[TEXT PASSAGE — start]

11. The Appellant did not give evidence before Judge Burnett. He prepared a witness statement to which is appended (as we have noted) a statement from the caseworker who took it attesting to the manner in which it was taken. We have been able to confirm that the statement was before Judge Burnett, but the Judge did not focus on this statement when dealing with the inconsistencies in the Appellant’s account. In any event, the Appellant cannot complain about any reliance placed by the Judge on this statement given that it was prepared with what the Applicant’s caseworker presumably considered were sufficient safeguards.

12. Nor can any complaint be made about any reliance placed by the Judge on what the Appellant told the medical experts. We come to this evidence below. This was however evidence put forward by the Appellant himself and it must be assumed that those experts, particularly Dr Dhumad, applied such safeguards as they considered appropriate when taking the Appellant’s account.

13. It is worth noting at this juncture that Dr Dhumad, in the Psychiatric Report, opined that the Appellant was fit to attend a court hearing and give oral evidence ([13.6]). However, by the time of his later letter (6 May 2022), Dr Dhumad expressed the view that the Appellant was unfit to attend a hearing or to give oral evidence. He did not provide any explanation for that change of opinion, particularly since his medical diagnosis was the same. We will come on to the substance of the medical evidence below. Suffice to say for the purposes of this ground, the Appellant did not give oral evidence before the Judge because it was considered that he was unfit to do so.

[TEXT PASSAGE — finish]

(TASKS FOR THIS EXERCISE)
- 1) According to the judgment excerpt, what is the date of Dr Dhumad's later letter?
- 2) From the judgment excerpt, set down everything from "11. The Appellant" down to "were sufficient safeguards." word for word.

[DATA SECTION — start]

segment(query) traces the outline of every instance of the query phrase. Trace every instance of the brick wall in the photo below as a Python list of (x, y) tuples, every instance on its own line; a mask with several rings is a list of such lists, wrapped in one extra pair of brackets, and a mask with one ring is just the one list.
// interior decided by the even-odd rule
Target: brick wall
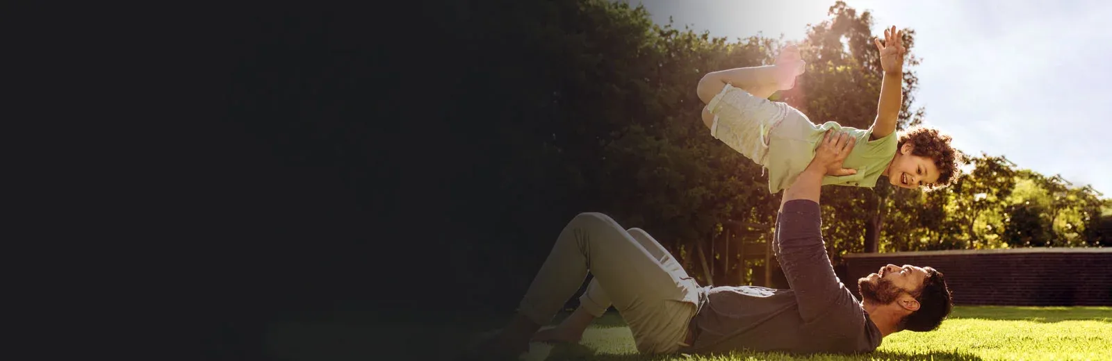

[DATA SECTION — finish]

(ANSWERS FOR THE EXERCISE)
- 1) 6 May 2022

- 2)
11. The Appellant did not give evidence before Judge Burnett. He prepared a witness statement to which is appended (as we have noted) a statement from the caseworker who took it attesting to the manner in which it was taken. We have been able to confirm that the statement was before Judge Burnett, but the Judge did not focus on this statement when dealing with the inconsistencies in the Appellant’s account. In any event, the Appellant cannot complain about any reliance placed by the Judge on this statement given that it was prepared with what the Applicant’s caseworker presumably considered were sufficient safeguards.